> CONSEGNA: Ricopia senza alcuna modifica il passo del testo sull'autismo che inizia con le parole "Terapisti devono trasmettere" e termina dopo le parole "a San Macuto.".

Terapisti devono trasmettere a mamme e papa' le loro conoscenze
(DIRE - Notiziario Sanita') Roma, 9 ott. - Tra le questioni aperte nell'ambito del trattamento dell'autismo, c'e' la l'aspetto, spesso poco considerato, della "necessita' di lavorare con i genitori". Cosi' Filippo Muratori, docente di Neuropsichiatra Infantile dell'Universita' di Pisa, intervenendo al convegno 'Una vita con l'autismo', promosso da Paola Binetti a San Macuto.
I terapisti che si occupano del bambino "devono essere in grado di trasmettere alle mamme e ai papa' le loro conoscenze- spiega Muratori- fornendo quelle competenze, risorse e capacita' di relazionarsi e giocare adeguatamente con il proprio figlio". Questo lavoro "deve essere messo al primo punto dei piani di trattamento- sottolinea l'esperto- il bambino non interagisce non perche' oppositore, ma perche' non ha gli strumenti adeguati per relazionarsi con l'altro, o ha meccanismi tutti suoi che vanno scoperti. Bisogna che i terapisti la smettano di lasciare i genitori fuori dalla stanza".

> INFORMAZIONI:
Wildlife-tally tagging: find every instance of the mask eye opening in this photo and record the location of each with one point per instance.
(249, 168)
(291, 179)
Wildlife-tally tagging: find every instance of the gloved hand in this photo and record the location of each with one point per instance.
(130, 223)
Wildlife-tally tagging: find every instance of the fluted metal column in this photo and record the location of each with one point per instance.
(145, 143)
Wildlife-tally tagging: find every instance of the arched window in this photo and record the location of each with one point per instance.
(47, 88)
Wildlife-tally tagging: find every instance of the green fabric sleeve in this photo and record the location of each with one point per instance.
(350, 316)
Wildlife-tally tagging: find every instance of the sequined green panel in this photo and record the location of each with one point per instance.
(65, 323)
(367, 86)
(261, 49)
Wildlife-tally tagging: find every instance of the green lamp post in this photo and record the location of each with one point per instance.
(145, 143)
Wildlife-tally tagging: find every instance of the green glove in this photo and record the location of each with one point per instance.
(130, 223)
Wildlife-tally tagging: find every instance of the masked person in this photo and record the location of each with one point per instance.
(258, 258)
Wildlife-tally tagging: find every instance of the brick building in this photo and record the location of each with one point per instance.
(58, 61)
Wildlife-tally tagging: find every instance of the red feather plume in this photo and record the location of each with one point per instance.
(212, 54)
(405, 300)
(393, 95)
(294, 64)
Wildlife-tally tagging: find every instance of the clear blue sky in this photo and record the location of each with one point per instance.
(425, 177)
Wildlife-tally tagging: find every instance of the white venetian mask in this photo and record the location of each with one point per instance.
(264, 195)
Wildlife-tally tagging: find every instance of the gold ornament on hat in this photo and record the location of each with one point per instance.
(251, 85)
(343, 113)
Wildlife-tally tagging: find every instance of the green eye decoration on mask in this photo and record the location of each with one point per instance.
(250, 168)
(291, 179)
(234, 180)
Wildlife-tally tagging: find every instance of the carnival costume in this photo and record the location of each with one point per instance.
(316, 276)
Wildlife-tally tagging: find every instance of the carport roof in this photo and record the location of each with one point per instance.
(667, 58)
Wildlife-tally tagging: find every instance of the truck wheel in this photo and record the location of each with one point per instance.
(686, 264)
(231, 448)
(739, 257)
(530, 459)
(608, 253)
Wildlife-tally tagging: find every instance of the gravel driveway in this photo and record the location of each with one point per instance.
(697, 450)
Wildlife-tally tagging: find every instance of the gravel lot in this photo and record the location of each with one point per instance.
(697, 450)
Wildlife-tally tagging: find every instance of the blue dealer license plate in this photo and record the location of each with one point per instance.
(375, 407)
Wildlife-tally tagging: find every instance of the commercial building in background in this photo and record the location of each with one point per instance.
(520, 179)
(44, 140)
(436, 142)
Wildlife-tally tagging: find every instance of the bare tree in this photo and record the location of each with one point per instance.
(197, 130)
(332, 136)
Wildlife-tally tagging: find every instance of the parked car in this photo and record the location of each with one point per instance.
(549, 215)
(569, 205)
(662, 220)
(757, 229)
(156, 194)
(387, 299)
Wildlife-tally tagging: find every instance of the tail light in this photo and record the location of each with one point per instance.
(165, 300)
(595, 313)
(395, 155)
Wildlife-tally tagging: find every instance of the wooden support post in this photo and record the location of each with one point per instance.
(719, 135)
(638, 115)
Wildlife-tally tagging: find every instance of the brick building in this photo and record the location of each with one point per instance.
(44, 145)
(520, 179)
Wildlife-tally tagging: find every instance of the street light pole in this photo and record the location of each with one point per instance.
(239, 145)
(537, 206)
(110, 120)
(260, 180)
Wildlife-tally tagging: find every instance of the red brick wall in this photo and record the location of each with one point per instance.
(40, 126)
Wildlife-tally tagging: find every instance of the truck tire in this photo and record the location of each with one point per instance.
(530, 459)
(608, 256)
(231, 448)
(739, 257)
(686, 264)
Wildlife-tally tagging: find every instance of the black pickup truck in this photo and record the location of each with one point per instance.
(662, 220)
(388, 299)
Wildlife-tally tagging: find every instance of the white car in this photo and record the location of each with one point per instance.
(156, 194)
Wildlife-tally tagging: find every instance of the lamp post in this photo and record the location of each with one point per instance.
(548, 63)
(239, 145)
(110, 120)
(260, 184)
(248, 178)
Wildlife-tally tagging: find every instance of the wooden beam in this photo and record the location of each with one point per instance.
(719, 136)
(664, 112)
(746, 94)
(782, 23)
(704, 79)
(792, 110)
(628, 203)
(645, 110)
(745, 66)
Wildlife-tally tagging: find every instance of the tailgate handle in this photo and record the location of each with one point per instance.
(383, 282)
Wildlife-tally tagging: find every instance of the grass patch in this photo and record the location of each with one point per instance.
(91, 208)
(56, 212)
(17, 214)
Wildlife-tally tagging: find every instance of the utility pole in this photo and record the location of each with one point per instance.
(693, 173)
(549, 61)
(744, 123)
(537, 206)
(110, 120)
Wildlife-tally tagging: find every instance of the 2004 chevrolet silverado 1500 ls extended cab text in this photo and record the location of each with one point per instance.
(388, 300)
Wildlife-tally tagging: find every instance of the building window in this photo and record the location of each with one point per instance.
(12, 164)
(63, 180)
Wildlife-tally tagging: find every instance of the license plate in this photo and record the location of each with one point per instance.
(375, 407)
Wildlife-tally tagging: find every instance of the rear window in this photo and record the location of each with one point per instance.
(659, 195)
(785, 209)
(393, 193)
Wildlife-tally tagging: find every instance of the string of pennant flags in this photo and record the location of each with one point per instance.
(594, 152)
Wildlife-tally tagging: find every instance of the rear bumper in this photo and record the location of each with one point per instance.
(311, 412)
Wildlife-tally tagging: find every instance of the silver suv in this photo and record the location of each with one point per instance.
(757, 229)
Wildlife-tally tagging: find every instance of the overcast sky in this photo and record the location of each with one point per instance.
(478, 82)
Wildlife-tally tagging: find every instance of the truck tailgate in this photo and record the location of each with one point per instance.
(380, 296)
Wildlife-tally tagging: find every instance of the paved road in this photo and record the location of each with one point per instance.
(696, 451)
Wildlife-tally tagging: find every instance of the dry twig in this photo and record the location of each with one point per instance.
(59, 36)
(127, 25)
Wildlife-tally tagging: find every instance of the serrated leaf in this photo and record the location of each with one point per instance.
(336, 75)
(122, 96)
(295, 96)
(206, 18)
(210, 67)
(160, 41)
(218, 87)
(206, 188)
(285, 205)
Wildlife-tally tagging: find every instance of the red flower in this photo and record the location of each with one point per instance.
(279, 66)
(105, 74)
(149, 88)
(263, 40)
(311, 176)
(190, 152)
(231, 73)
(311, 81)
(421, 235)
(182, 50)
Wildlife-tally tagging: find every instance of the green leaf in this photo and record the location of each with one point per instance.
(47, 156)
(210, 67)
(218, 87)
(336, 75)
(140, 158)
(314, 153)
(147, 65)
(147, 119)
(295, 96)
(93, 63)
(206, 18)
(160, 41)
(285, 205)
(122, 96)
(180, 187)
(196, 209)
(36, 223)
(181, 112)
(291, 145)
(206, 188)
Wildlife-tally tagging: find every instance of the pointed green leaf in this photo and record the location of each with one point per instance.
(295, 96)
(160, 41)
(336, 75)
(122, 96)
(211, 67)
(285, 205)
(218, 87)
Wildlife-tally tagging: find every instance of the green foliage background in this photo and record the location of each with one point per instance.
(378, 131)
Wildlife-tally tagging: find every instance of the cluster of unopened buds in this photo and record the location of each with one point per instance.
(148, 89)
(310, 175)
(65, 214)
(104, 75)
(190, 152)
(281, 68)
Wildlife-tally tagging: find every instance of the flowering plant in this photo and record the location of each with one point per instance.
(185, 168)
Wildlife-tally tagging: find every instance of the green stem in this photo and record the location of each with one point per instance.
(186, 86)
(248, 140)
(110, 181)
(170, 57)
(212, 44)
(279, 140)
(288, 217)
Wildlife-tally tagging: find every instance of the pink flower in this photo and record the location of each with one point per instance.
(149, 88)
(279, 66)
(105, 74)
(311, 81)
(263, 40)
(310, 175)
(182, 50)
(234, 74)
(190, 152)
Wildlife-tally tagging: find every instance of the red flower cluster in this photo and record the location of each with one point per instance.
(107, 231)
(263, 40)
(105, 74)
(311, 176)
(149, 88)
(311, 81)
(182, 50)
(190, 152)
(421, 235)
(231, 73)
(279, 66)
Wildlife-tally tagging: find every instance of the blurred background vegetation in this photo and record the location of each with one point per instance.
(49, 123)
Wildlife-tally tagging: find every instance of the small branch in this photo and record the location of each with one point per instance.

> SOLUZIONE:
Terapisti devono trasmettere a mamme e papa' le loro conoscenze
(DIRE - Notiziario Sanita') Roma, 9 ott. - Tra le questioni aperte nell'ambito del trattamento dell'autismo, c'e' la l'aspetto, spesso poco considerato, della "necessita' di lavorare con i genitori". Cosi' Filippo Muratori, docente di Neuropsichiatra Infantile dell'Universita' di Pisa, intervenendo al convegno 'Una vita con l'autismo', promosso da Paola Binetti a San Macuto.